指示:
**a.** 母乳育児の文章から、「ー初めてのおじいちゃん、おばあちゃんへ―」で始まり「母「どうしても泣きやまなくて・・どっか悪いとこでもあるのかしら」」までの部分を、「人工乳」を「粉ミルク」に改めて書き直しなさい。
**b.** 母乳育児の文章の続きを、最後の文の後から書きなさい。
+++ 引用文
母乳育児を支援しよう

大きいことはいいことだ?

ー初めてのおじいちゃん、おばあちゃんへ―

今日の話題は昭和の時代のことです。当時は高度経済成長の真っただ中にあって、人々は物質的な豊かさに初めて触れ、「大きいこと」「豊かなこと」が素晴らしいことのように言われていました。チョコレートは「大きいことはいいことだ」と宣伝し、太った大きな赤ちゃんが表彰される「赤ちゃんコンクール」が全国で行なわれていました。小さく生まれた赤ちゃんも「小さく産んで大きく育てる」とばかりに栄養価の高い人工乳が与えられました。この時代には人工乳は栄養的に母乳より優れているとされ、経済的に豊かになった国民には人工乳に対する栄養信仰のようなものが作られていきました。

 

今、その頃の大きな赤ちゃん達は、さらに年を重ねてオジちゃんやオバちゃんになりました。中には健診でメタボとされる人もいます。赤ちゃんの時の栄養過多がメタボ予備軍を作っていたのです。メタボのオジちゃん・オバちゃんは自らは病院からダイエットを指示されることになりますが、孫として生まれた赤ちゃんのことになると昔の人工乳に対する栄養信仰が頭をもたげてきます。

深夜に泣く赤ちゃんを持てあましている母

夫「う~ん、今何時?何で泣いてんの?近所迷惑だろ。俺、明日は早番だぜ―」

母「どうしても泣きやまなくて・・どっか悪いとこでもあるのかしら」

夫「お腹すいてんじゃないの?おっぱいやったら?」
++++++
+++ 提供データ
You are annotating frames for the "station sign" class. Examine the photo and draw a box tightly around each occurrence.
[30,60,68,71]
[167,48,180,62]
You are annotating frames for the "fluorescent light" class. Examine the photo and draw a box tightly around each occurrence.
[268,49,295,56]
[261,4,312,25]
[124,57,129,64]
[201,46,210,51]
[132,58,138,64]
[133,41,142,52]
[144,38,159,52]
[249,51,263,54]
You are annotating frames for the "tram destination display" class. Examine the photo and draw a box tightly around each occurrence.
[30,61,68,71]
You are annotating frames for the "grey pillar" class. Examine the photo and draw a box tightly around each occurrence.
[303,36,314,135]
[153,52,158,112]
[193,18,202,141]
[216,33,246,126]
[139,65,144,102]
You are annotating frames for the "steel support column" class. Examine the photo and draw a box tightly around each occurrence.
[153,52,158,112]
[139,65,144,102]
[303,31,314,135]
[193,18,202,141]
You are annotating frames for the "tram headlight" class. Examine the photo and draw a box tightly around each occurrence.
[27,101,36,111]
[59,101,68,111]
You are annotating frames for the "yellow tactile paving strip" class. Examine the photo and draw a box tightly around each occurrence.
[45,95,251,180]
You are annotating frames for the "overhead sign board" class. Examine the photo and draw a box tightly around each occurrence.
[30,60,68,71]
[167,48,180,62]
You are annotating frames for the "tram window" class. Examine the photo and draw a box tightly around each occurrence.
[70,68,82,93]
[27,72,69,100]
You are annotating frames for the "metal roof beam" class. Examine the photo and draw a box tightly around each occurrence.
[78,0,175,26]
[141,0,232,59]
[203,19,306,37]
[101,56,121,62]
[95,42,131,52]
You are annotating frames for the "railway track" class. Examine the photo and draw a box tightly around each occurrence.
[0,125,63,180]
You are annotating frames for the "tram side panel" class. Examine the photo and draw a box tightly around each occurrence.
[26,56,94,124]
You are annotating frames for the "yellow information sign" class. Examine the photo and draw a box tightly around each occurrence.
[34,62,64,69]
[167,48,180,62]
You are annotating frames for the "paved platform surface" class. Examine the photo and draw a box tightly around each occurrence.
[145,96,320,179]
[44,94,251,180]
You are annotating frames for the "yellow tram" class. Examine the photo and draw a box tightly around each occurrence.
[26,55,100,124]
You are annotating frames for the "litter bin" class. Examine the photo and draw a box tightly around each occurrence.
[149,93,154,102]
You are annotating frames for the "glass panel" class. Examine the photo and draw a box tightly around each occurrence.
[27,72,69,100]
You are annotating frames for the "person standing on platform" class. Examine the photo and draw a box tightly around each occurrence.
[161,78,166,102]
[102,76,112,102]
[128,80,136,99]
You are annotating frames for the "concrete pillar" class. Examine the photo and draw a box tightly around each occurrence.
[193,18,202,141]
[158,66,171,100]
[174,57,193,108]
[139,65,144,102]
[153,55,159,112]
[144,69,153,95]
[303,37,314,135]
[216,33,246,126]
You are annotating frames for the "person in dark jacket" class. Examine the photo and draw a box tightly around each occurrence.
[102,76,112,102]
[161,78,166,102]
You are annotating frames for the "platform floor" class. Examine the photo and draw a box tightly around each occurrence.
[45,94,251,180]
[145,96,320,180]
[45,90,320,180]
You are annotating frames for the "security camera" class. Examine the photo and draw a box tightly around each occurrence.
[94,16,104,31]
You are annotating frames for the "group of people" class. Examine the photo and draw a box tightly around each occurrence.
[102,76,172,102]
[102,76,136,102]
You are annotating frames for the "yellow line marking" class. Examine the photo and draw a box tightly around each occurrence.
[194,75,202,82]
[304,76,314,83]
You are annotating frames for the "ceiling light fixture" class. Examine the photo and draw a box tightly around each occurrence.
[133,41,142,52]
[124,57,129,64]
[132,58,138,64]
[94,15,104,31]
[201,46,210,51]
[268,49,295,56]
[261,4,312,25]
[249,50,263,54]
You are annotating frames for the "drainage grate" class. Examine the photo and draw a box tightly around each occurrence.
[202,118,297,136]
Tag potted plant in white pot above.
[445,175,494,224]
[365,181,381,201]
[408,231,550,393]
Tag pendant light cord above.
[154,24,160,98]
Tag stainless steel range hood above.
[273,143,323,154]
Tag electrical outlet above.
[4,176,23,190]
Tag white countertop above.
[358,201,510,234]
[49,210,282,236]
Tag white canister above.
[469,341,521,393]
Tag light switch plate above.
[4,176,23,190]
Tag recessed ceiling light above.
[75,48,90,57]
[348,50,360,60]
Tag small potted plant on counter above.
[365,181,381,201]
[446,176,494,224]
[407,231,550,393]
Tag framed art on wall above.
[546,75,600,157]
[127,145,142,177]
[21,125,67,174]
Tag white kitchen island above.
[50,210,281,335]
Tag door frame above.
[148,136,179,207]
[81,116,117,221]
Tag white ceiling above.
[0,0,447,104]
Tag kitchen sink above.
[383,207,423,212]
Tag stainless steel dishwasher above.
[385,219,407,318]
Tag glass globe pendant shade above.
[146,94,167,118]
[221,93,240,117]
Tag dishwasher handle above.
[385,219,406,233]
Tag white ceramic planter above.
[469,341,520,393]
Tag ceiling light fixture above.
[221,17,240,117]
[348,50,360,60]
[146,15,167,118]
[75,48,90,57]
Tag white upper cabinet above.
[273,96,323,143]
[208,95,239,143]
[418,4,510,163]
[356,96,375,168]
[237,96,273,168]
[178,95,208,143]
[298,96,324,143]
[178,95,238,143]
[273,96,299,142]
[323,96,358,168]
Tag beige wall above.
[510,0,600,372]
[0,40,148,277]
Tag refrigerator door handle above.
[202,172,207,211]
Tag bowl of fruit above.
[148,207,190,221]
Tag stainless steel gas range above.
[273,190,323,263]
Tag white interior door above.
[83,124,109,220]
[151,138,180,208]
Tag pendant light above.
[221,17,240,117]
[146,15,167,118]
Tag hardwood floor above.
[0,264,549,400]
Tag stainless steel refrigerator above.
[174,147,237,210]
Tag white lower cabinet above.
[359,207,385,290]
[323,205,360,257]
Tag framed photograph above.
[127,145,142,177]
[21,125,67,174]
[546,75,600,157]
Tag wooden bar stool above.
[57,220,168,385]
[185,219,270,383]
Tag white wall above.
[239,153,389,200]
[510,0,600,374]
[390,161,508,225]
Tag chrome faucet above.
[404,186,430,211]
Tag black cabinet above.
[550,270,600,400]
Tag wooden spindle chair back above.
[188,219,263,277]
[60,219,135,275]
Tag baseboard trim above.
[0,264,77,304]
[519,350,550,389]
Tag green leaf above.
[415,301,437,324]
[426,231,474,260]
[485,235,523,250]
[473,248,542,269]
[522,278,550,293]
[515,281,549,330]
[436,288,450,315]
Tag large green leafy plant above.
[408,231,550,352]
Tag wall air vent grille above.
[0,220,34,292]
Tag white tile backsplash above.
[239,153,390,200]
++++++
各問の解答:
**a.**
ー初めてのおじいちゃん、おばあちゃんへ―

今日の話題は昭和の時代のことです。当時は高度経済成長の真っただ中にあって、人々は物質的な豊かさに初めて触れ、「大きいこと」「豊かなこと」が素晴らしいことのように言われていました。チョコレートは「大きいことはいいことだ」と宣伝し、太った大きな赤ちゃんが表彰される「赤ちゃんコンクール」が全国で行なわれていました。小さく生まれた赤ちゃんも「小さく産んで大きく育てる」とばかりに栄養価の高い粉ミルクが与えられました。この時代には粉ミルクは栄養的に母乳より優れているとされ、経済的に豊かになった国民には粉ミルクに対する栄養信仰のようなものが作られていきました。

 

今、その頃の大きな赤ちゃん達は、さらに年を重ねてオジちゃんやオバちゃんになりました。中には健診でメタボとされる人もいます。赤ちゃんの時の栄養過多がメタボ予備軍を作っていたのです。メタボのオジちゃん・オバちゃんは自らは病院からダイエットを指示されることになりますが、孫として生まれた赤ちゃんのことになると昔の粉ミルクに対する栄養信仰が頭をもたげてきます。

深夜に泣く赤ちゃんを持てあましている母

夫「う~ん、今何時?何で泣いてんの?近所迷惑だろ。俺、明日は早番だぜ―」

母「どうしても泣きやまなくて・・どっか悪いとこでもあるのかしら」

**b.**
母「さっきからやってるんだけど、泣きやまないのよ」

騒ぎを聞きつけてきて姑が起きてくる。

姑「おっぱい出てないんじゃないの?」

母「お義母さん、この間の健診ではちゃんと体重も増えてるから、母乳も十分出てますよって言われたんですよ」

姑「体重増えてるって言ったって、こんなに痩せてるじゃない。あんたがあんまり母乳にこだわるから・・足りないのよ、母乳が。ミルクの方がずっと栄養価が高いんだから」(だいたい、あんたも好き嫌いひどいんだから、あんたの母乳なんて栄養あるもんだか・・ま、これは言っちゃいけないか)

母「そうよね・・こんなに泣いてるんですものね・・」

かくして、訳もなく泣き続けたために、母乳を飲む権利を失った赤ちゃんがまた一人つくられました・・

WHOや日本小児科学会が母乳栄養推進を提唱するまでもなく、赤ちゃんにとっての栄養は母乳に勝るものはありません。しかし、多くの母親は生後1か月以内といったわりと早期に母乳育児を断念します。この最大の理由は母乳が出ていないのではないか?といった「母乳不足感」です。実際には充分な母乳が作られているにもかかわらず、赤ちゃんが泣いたり、ぐずったりすることで「母乳不足」の思い込みに陥ります。生後6ヶ月くらいまでの赤ちゃんは訳もなく泣くことがあります。お腹がすいているわけではありません。この現象を理解して、体重増加を適切に評価することで母乳不足の誤解は避けられます。また、初孫を持ったおじいちゃん、おばあちゃんは人工乳に対する栄養信仰を捨て、母乳の利点と欠点をきちんと理解した上で、新しくお母さんになったお嫁さんを応援してもらわなければなりません。あなた方のお孫さんのために。